Estratto del testo ▸
↓

“Jugoschegge, storie di scatti di guerra e di pace” è una raccolta di sette capitoli di altrettante persone volonterose che hanno affrontato la crisi della Jugoslavia negli anni Novanta a modo loro, per esempio attraverso la fotografia o la cooperazione e che in questo libro raccontano il loro cammino in quegli anni difficili ma gravidi di speranze, promesse e dedizione.
Jugoschegge è, sin dal suo incipit, un omaggio pregno di passione alle singole persone che, organizzate dal basso e mosse da una sincera urgenza , si sono fatte carico di imprese che definire eroiche non è un’iperbole. Il libro ci parla di una costellazione di sforzi che ha superato barriere religiose, etniche e burocratiche, azioni talvolta coordinate, altre volte messe in campo alla bell’e meglio, dettate dalla necessità di agire in fretta.
Jugoschegge ci fa respirare un grande entusiasmo e una solidarietà tra popoli raccontata attraverso soluzioni concrete e non fatta di sofismi da salotto. Jugoschege parla di gente che si è sporcata le mani, ha macinato chilometri in macchina, ha sfidato le bombe ma soprattutto di persone dotate di un’ostinazione sana e irremovibile. Uno straordinario humus di capitale umano che è emerso dal sottosuolo con pochi, se non pochissimi, sostegni istituzionali, il quale ha permesso il concretizzarsi di cambiamenti importanti: la nascita di alcune cooperative, le adozioni, gli interventi sanitari, la ricostruzione degli edifici, il trasbordo dei profughi in Italia.
E oltre agli aiuti cosiddetti “umanitari”, è altrettanto importante ricordare anche quei piccoli miracoli narrati dal giornalista e gastronomade Alessandro Gori, friulano e quindi per contiguità territoriale vicino a ciò che accade oggi come allora nei Balcani, quando racconta delle decine di amicizie nate da semplici scambi epistolari, sfidando l’embargo della Serbia e le linee del fronte nemiche che ostacolavano la circolazione delle missive.

↑

Voci ▸
↓

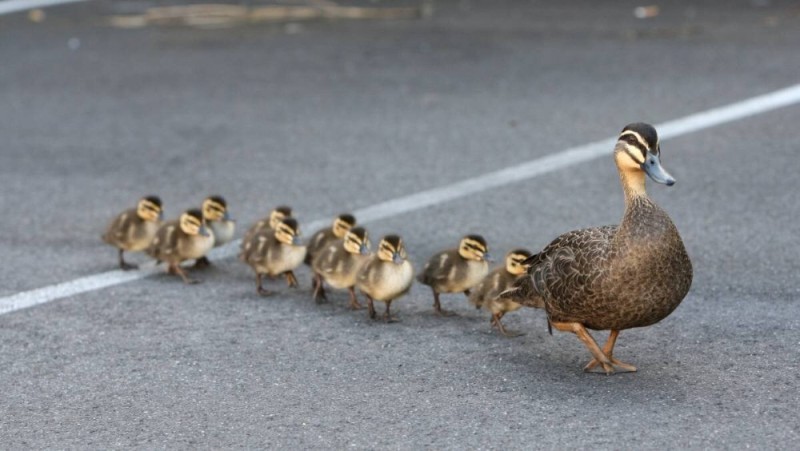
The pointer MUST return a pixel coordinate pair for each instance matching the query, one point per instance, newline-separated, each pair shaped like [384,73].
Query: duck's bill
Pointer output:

↑
↓

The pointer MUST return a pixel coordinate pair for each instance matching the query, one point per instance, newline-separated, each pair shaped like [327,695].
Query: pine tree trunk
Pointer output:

↑

Sfide ▸
• 1. Quali sono i "cambiamenti importanti" che, secondo il testo su Jugoschegge, si sono concretizzati? Elencali tutti.
• 2. Riprendi il testo su Jugoschegge e proseguilo a partire dalla sua ultima frase.

Risultati ▸
• 1.
- la nascita di alcune cooperative
- le adozioni
- gli interventi sanitari
- la ricostruzione degli edifici
- il trasbordo dei profughi in Italia

• 2.
In questi vent’anni dall’assedio di Sarajevo giornalisti, scrittori, fotografi e cooperanti assieme alle popolazioni locali hanno messo insieme i pezzi di un mosaico di fatiche che in Italia sono passate troppo spesso in sordina e che soprattutto oggi rischiano di scivolare pericolosamente nell’oblio della memoria collettiva. Ecco perché i curatori di Jugoschegge, Tullio Bugari e Giacomo Scattolini, fotografo ma soprattutto persona di straordinaria sensibilità umana, tipica di chi ha immerso non solo il cervello, ma soprattutto il cuore nella questione jugoslava, hanno dato alle stampe per Infinito Edizioni un documento che sembra più un memoriale che un libro. Complici anche le numerose fotografie del pre- e del post-ricostruzione, Jugoschegge si pone come monito per le pericolose insidie che erompono dall’ “impasto malefico di gerarchie religiose e di nomenclatura politica”, un rischio che non si può continuare a fare finta che non ci riguardi come Italia e come Europa.
Il libro infatti si chiude con un’acuta riflessione del noto giornalista triestino, Paolo Rumiz, su come la balcanizzazione sia un’onda lunga che pervade ormai da lungo corso anche l’Europa e l’Italia. Se non tutto il male viene per nuocere, la lezione che ci ha impartito la crisi della Jugoslavia degli anni Novanta è di opporsi alle forze secessionistiche che rappresentano, mutatis mutandis, la balcanizzazione dell’Italia, dove oggi dobbiamo confrontarci con un meridione sempre più disperato e oppresso dalle autorità malavitose che forse troverà la forza di ribellarsi e rinascere, anche guardando con ammirazione alle recenti rivolte nordafricane.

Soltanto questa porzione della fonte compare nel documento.